**WORK ORDER**
Once the line with "Target: white wall" is found in the entries below, print it and each following line exactly, stopping after the line with "[locate] chrome faucet"; print nothing else.

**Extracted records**
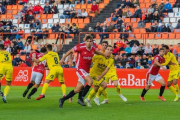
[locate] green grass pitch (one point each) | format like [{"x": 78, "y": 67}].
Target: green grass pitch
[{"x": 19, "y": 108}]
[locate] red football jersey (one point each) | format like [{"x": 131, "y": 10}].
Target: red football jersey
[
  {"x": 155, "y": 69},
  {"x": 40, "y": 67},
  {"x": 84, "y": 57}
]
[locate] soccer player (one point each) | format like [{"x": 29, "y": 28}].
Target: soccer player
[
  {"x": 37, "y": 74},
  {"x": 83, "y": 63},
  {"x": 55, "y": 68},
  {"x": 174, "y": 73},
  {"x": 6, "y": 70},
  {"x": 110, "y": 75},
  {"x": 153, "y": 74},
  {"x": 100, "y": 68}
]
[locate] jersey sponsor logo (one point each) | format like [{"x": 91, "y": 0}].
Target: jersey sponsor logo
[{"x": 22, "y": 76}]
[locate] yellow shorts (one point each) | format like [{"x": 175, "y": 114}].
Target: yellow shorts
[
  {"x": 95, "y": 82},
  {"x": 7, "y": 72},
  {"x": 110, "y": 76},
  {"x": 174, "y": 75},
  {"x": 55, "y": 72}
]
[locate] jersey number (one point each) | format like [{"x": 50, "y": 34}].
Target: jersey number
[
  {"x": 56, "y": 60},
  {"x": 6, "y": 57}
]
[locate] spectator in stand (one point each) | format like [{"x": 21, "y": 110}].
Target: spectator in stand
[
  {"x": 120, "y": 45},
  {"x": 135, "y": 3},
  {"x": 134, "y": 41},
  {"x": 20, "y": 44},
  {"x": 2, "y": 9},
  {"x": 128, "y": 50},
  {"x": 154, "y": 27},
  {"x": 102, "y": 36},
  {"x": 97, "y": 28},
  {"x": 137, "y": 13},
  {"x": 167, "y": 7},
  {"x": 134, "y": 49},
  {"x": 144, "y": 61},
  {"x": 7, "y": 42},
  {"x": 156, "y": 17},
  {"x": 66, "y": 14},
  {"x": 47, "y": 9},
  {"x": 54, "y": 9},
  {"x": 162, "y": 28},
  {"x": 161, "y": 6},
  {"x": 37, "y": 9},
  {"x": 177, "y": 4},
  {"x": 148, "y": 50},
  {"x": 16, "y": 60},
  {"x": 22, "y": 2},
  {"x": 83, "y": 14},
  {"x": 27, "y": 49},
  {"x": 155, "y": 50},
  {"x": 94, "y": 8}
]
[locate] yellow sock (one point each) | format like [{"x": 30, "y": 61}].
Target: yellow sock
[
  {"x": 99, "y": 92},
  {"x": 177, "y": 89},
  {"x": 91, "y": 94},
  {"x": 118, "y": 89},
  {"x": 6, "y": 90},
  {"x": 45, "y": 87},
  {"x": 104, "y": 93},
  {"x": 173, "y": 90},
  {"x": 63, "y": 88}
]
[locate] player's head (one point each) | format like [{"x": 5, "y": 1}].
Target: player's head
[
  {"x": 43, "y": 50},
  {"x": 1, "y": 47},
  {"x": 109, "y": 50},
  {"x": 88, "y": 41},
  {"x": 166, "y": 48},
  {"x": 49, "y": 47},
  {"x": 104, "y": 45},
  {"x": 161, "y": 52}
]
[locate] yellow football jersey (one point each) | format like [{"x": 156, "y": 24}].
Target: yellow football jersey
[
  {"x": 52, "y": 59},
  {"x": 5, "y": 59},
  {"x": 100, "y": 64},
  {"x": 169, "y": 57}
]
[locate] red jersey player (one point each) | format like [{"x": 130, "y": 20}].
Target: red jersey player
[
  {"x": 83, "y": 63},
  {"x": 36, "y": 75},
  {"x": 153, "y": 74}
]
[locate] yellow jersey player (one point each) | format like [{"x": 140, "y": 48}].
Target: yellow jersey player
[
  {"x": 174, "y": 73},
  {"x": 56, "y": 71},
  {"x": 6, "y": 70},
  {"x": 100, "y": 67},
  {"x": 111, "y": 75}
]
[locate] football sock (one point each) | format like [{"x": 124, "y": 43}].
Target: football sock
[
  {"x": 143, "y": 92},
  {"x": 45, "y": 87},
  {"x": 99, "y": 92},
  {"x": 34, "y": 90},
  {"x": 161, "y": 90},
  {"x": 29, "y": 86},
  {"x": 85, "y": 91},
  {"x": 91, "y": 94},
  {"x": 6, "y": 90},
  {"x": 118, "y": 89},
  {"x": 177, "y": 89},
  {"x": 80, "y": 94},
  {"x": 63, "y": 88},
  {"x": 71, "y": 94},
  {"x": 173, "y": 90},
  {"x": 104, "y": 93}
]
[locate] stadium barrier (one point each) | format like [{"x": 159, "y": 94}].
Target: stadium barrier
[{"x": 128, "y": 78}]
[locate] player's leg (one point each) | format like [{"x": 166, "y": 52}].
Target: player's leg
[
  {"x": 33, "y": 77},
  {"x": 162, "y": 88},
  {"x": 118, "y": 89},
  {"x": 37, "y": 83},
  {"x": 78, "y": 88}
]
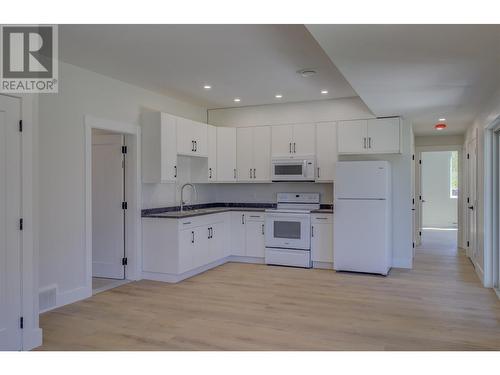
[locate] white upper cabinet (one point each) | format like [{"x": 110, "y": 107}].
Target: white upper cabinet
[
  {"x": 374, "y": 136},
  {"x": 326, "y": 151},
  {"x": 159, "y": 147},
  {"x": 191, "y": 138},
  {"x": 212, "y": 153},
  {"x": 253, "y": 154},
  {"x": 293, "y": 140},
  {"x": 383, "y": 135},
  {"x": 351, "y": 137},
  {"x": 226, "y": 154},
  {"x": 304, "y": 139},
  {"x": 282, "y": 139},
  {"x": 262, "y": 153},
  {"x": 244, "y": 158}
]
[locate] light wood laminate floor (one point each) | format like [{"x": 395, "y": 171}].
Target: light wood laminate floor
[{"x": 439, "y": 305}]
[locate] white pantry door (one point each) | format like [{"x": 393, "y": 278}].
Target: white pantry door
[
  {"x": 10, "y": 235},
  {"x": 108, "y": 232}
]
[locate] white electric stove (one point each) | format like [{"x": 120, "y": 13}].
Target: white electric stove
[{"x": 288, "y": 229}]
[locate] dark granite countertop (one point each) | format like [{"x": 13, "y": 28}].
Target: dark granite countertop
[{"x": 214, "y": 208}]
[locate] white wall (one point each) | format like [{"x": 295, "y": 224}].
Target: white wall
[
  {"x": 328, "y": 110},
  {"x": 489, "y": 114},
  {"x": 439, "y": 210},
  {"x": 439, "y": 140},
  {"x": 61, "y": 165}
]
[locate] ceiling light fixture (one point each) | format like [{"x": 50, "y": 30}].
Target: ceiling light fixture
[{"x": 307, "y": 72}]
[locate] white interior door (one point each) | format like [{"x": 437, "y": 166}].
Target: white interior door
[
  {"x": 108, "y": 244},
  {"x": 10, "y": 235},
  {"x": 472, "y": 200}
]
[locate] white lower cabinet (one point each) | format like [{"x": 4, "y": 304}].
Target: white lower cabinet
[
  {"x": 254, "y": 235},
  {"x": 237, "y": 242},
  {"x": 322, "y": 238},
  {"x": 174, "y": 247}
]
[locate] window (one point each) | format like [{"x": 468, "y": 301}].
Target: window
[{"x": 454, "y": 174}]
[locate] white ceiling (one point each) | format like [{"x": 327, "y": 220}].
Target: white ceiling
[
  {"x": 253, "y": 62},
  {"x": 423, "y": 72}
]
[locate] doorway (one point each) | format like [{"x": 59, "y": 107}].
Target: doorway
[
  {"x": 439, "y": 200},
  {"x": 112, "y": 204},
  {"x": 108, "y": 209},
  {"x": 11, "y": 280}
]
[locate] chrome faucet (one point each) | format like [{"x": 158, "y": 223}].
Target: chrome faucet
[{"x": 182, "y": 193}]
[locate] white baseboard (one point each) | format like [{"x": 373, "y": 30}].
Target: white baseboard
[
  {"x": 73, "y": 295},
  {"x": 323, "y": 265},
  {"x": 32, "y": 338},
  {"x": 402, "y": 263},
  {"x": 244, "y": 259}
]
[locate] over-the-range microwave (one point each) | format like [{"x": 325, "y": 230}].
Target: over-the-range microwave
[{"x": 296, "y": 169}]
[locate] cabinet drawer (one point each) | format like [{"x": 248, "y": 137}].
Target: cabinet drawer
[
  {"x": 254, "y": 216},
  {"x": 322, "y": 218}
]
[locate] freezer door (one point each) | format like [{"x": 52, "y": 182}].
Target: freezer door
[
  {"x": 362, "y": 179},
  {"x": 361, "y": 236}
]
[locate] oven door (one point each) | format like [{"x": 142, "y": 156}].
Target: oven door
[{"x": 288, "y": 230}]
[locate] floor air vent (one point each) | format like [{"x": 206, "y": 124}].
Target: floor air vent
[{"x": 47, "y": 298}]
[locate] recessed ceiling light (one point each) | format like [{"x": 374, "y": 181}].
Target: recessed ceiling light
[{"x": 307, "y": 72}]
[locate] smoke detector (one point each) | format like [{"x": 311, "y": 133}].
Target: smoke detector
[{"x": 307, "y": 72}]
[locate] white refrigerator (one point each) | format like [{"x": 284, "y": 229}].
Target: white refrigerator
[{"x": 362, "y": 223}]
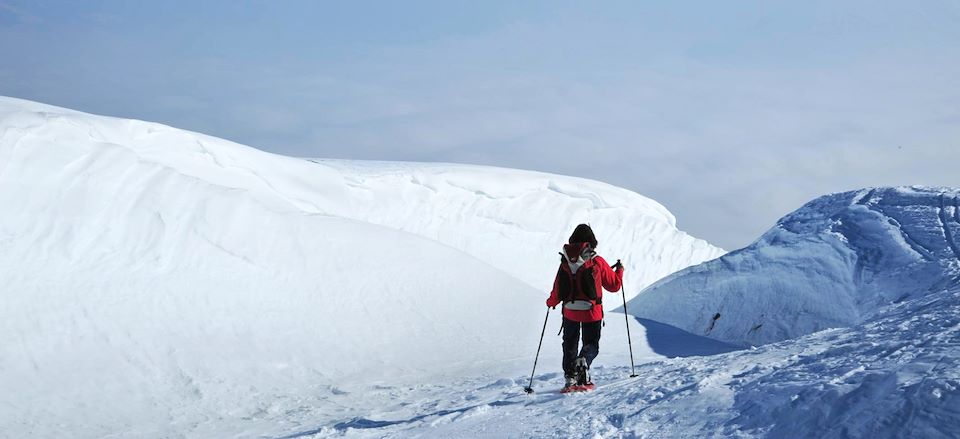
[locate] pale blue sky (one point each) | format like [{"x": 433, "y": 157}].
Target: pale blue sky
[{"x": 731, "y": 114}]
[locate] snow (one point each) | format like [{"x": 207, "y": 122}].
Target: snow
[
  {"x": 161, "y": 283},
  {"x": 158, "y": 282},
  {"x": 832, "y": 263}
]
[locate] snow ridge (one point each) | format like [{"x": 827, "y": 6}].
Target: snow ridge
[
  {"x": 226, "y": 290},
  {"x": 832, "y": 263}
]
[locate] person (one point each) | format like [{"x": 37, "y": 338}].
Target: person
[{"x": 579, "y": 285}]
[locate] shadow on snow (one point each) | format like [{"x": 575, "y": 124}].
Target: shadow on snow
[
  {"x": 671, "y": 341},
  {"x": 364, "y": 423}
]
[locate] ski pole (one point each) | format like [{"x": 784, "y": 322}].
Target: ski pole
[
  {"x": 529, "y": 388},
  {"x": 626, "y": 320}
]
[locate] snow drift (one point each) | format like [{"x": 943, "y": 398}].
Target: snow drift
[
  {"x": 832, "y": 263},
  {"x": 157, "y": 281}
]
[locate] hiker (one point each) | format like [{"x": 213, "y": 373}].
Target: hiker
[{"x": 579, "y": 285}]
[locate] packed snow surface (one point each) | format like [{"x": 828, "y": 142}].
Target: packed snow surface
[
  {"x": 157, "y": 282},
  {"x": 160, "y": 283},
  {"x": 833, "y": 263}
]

**OUTPUT**
Target: white wall
[
  {"x": 328, "y": 110},
  {"x": 489, "y": 114},
  {"x": 439, "y": 210},
  {"x": 439, "y": 140},
  {"x": 61, "y": 165}
]
[locate] ceiling light fixture (one point each) | format like [{"x": 50, "y": 30}].
Target: ceiling light fixture
[{"x": 307, "y": 72}]
[locate] white interior door (one point each) | format like [{"x": 437, "y": 166}].
Target: white interior door
[
  {"x": 108, "y": 244},
  {"x": 10, "y": 235},
  {"x": 472, "y": 200}
]
[locate] white lower cabinet (one point each) | format like [{"x": 4, "y": 304}].
Target: white lower cabinet
[
  {"x": 254, "y": 235},
  {"x": 237, "y": 242},
  {"x": 322, "y": 238},
  {"x": 174, "y": 247}
]
[locate] window (one point each) | format like [{"x": 468, "y": 301}].
Target: window
[{"x": 454, "y": 174}]
[locate] white ceiling (one point each) | format like [{"x": 327, "y": 220}].
Target: white ceiling
[
  {"x": 253, "y": 62},
  {"x": 423, "y": 72}
]
[locate] doorway (one point each) | format like [{"x": 59, "y": 107}].
Target: doorway
[
  {"x": 439, "y": 200},
  {"x": 112, "y": 204},
  {"x": 108, "y": 209},
  {"x": 11, "y": 280}
]
[locate] chrome faucet (one point each) | format like [{"x": 158, "y": 223}].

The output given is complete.